CONSIGNES:
1. Résumez le passage sur la culture physique en deux phrases.
2. Recopiez tel quel un extrait du passage sur la culture physique : commencez aux mots qui contiennent « Une des raisons » et arrêtez-vous après « de mettre d’accord. ».
3. Prolongez le passage sur la culture physique à la suite de sa dernière phrase.

PASSAGE CHOISI:
# # #

La culture physique est loin d’être entrée pleinement dans
nos mœurs. Ce n’est pas que l’on méconnaisse les bienfaits, ni même la
nécessité de l’exercice corporel : tout le monde tombe d’accord qu’il en
faut pour assurer la bonne croissance des enfants et jeunes gens, comme pour
maintenir la santé et la vigueur des adultes. Néanmoins, l’organisation d’une
bonne éducation physique, d’une éducation physique efficace, dans les écoles,
les collèges et dans tous les groupements d’adolescents, se heurte encore à toutes
sortes de difficultés d’ordre matériel, rationnel ou même sentimental ;
et, d’autre part, il n’est qu’une très faible minorité de nos adultes qui se
soumettent volontairement et régulièrement à des pratiques de culture physique.
Une des raisons de cet échec relatif d’une propagande
soutenue depuis plus d’un demi-siècle par d’ardents prosélytes, et que d’assez
importantes réalisations gouvernementales ont appuyée, me paraît être la
complexité des méthodes et procédés d’éducation physique que l’on préconise
confusément et que l’on s’efforce vainement de mettre d’accord.
Comme les bons effets de l’exercice sont multiples, portant
sur le développement et la structure du corps, sur le fonctionnement de tous
ses organes, sur la composition de son sang et de ses humeurs, sur l’équilibre
du système nerveux et même sur les qualités du caractère, on peut motiver telle
ou telle sorte de gymnastique, préconiser tel mouvement, recommander tel sport,
en se basant sur les résultats incontestablement heureux de chacun de ces
genres d’activité corporelle ; et, tandis que les doctrinaires défendent
farouchement leur système, les éclectiques pensent agir avec sagesse en
utilisant tour à tour ou simultanément chaque méthode, ce qui enlève à toutes
leur efficacité particulière.

# # #

DONNÉES FOURNIES:

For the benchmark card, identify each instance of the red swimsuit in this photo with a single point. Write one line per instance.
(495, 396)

# # #

RÉPONSES:
1. Tout le monde reconnaît que l'exercice est utile aux enfants comme aux adultes, mais l'éducation physique se heurte encore à bien des difficultés dans les écoles et les groupes de jeunes, et très peu d'adultes s'y adonnent régulièrement. L'auteur voit une des raisons de cet échec dans la complexité et la confusion des méthodes proposées : les partisans d'un système le défendent avec acharnement, tandis que ceux qui les emploient toutes à la fois leur font perdre leur efficacité propre.

2.
Une des raisons de cet échec relatif d’une propagande
soutenue depuis plus d’un demi-siècle par d’ardents prosélytes, et que d’assez
importantes réalisations gouvernementales ont appuyée, me paraît être la
complexité des méthodes et procédés d’éducation physique que l’on préconise
confusément et que l’on s’efforce vainement de mettre d’accord.

3.
Dans le vaste répertoire d’exercices ainsi constitué, il
faut choisir ce qui convient à chaque pratiquant, en s’efforçant de ne rien
négliger d’utile. On essaie donc un peu de tout ; et l’on n’obtient ainsi
que des résultats médiocres, qui ne sont nullement en rapport avec le temps
passé ni avec la peine qu’on se donne. Finalement, rebuté par une culture
physique si complexe, si accaparante, on s’y dérobe.
Le problème de l’éducation physique s’éclaircit si l’on base
sa pratique non pas sur toutes les répercussions de l’exercice sur le corps et
l’esprit, mais sur les résultats directs et immédiats qu’en obtiennent les
organes du mouvement, les muscles. C’est toujours à eux qu’on recourt quand on
fait de l’exercice, et il s’agit toujours et tout d’abord d’améliorer leur
activité, de les développer, de les tonifier ; secondairement à ce but
initial, les autres : belle structure du corps, vigueur et santé, seront
obtenus comme des conséquences forcées. Donc il suffit d’imposer à tous ses muscles
un travail régulier, de les mettre tous, fréquemment, en exercice, pour que le
but fondamental de toute culture physique soit atteint.
Les différences d’âge, de sexe, de force, n’ont pas à
compliquer ni à diversifier la méthode ; il faut seulement que les
mouvements qu’elle comporte soient facilement réglables en durée et en énergie.
Hommes, femmes, enfants, faibles et forts, possèdent bras, jambes, poitrine,
ventre, articulations de même structure ; toutes ces régions semblables
ont besoin d’exercices semblables dans leur forme, mais variables dans leur
intensité.
On peut donc établir une série de mouvements simples, analytiques,
faisant intervenir successivement l’activité des principales régions
corporelles, bras, épaules, thorax, ventre, reins, etc., de façon qu’après
l’exécution de la série tous les muscles auront travaillé, toutes les
articulations auront joué, tout le corps aura pris la ration d’exercice qui est
nécessaire à son entretien en vigueur et santé.
J’ai donné le nom de gymnastique fondamentale à la
série d’exercices unifiés que j’ai composée suivant ces principes, entendant
par là que cette gymnastique constitue l’exercice indispensable, qu’elle suffit
amplement à quiconque ne veut ou ne peut consacrer qu’un minimum de temps à sa
culture physique, mais qu’aussi elle peut être complétée et agrémentée, suivant
les goûts et les possibilités de chacun, par tous les jeux et sports qu’on
voudra.
Je décrirai donc les mouvements de cette gymnastique
fondamentale en donnant tous les conseils nécessaires à sa bonne exécution.
Dr RUFFIER.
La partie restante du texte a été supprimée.